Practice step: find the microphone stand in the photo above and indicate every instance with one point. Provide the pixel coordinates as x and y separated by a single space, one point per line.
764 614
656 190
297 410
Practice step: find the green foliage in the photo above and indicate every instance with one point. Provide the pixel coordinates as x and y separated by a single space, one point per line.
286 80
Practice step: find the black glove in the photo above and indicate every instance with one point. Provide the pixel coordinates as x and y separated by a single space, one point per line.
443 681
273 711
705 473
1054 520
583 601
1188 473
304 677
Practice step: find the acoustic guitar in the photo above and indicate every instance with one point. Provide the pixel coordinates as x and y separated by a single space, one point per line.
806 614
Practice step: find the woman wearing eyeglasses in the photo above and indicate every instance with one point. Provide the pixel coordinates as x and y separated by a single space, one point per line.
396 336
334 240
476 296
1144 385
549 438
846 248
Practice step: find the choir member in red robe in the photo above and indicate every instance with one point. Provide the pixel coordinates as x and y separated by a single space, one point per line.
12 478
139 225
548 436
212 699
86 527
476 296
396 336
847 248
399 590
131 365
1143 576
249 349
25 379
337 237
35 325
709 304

#####

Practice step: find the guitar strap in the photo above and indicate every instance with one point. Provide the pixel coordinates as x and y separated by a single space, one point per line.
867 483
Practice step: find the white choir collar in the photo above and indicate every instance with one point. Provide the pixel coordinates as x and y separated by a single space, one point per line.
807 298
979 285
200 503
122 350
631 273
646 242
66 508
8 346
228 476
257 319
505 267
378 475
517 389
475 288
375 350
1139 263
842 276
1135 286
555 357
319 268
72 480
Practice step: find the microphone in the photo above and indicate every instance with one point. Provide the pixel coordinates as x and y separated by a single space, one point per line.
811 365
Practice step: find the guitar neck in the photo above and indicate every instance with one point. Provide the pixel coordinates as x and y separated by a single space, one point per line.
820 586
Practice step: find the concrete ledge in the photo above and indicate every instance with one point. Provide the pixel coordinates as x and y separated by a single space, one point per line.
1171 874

#####

* [Task brief]: How many lines of the data above contain the string "guitar"? Case matters. Reply with the number alone.

* [Completed task]: 3